■ **Source passage**:
Monastery information
- Other names: Cloghvanaha, Clogvanaha
- Established: 5th century
- Disestablished: 14th century?
- Diocese: Galway

People
- Founders: Saint Patrick, Felartus

Architecture
- Status: ruined
- Heritage designation:

National monument of Ireland
- Official name: Shrule Abbey
- Reference no.: 95
- Style: Celtic monastic

Site
- Location: Church Park, Shrule, County Mayo
- Coordinates: 53°31′08″N 9°05′26″W﻿ / ﻿53.518995°N 9.090615°W
- Visible remains: wall foundations
- Public access: yes

= Shrule Abbey =

Monastery in County Mayo, Ireland

Shrule Abbey is a former monastery and National Monument located in County Mayo, Ireland.

==Location==
Shrule Abbey is located to the southwest of Shrule village, north of the Black River and south of St. Colman's Church.

==History==
According to tradition, Christianity was brought to Shrule by Saint Patrick himself in the 5th century AD. He founded a church at Donaghpatrick and left a disciple, Felartus, in charge. The ancient abbey of Cloghvanaha (Irish for "blessed stone") is believed to have grown from this site.

Shrule was formerly under the jurisdiction of Cong Abbey, then in 1152 it was placed under Annaghdown Abbey. The abbey was replaced by St. Colman's Church (Teampall Cholmain) c. 1200 as the main place of worship in Shrule. Clogvanaha is mentioned in the ecclesiastical taxation of 1306.

==Building==
Little remains of this ancient abbey: only a rectangular mound (11 × 13.4 m; 12 × 14.7 yd) with masonry rubble visible in places.

■ **Input data**:
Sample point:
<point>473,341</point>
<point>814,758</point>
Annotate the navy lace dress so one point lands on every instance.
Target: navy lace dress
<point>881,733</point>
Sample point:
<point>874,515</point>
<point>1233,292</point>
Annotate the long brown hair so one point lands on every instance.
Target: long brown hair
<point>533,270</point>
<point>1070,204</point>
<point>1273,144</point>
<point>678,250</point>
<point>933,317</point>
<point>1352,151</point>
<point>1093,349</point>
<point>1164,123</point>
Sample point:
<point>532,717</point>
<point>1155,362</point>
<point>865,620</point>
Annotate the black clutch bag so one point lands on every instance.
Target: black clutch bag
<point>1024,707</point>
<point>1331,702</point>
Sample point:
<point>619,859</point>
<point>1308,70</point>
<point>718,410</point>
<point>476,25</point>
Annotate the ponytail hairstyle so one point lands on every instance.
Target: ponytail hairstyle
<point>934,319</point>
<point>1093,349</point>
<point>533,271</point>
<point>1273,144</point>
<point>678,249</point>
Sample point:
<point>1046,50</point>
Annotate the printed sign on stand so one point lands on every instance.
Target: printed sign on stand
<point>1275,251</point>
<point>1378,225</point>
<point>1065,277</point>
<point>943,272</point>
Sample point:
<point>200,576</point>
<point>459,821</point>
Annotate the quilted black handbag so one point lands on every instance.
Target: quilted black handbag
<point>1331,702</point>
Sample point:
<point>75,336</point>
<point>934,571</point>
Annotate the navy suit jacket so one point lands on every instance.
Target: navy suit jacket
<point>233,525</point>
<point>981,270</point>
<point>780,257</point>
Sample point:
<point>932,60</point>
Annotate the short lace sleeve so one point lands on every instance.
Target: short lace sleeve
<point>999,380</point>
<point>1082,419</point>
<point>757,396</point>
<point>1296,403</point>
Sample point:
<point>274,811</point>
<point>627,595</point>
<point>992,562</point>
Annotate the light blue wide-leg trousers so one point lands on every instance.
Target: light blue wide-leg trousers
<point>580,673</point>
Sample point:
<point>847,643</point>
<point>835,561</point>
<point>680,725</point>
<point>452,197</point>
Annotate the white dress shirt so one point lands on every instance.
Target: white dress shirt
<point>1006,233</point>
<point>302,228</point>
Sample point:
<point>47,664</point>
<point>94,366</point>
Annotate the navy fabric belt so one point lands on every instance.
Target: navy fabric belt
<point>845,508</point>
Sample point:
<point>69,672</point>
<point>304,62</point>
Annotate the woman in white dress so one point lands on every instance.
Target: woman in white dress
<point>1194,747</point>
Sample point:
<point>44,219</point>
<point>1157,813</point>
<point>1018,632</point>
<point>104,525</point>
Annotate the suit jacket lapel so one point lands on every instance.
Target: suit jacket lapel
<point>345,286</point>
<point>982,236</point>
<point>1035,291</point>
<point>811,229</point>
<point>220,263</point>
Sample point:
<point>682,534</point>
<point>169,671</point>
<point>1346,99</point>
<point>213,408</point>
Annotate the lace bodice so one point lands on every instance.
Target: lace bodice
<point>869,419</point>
==
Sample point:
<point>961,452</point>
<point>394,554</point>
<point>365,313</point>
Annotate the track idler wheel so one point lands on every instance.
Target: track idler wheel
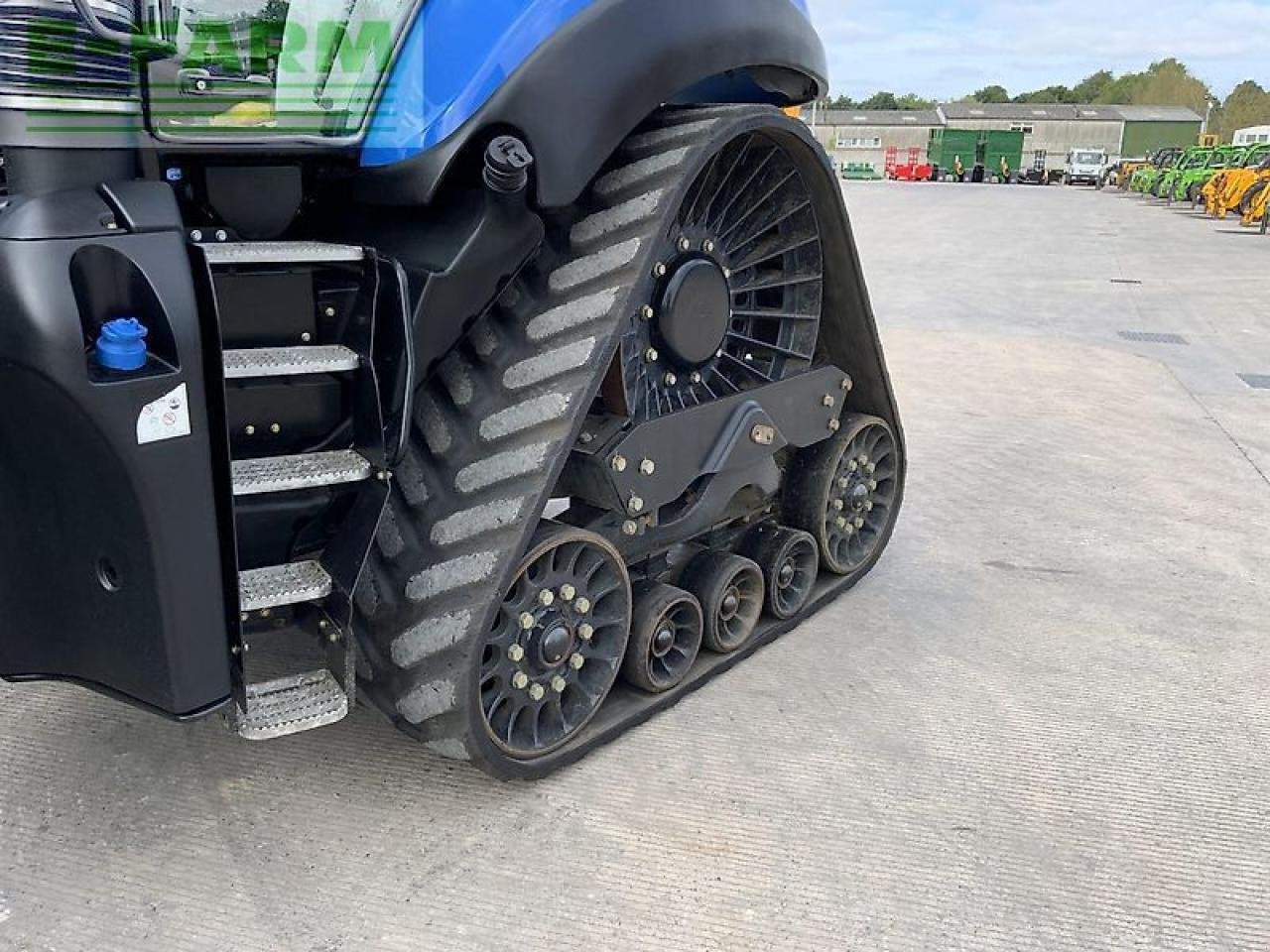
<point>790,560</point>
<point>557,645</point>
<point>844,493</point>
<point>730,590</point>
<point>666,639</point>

■ **Task item**:
Using the Shrule Abbey text, answer these:
1. In what year was Shrule placed under Annaghdown Abbey?
2. What reference number is given for the National Monument?
3. What are the metric dimensions of the rectangular mound that remains?
Answer from the Shrule Abbey text only.

■ **Solution to the exercise**:
1. 1152
2. 95
3. 11 × 13.4 m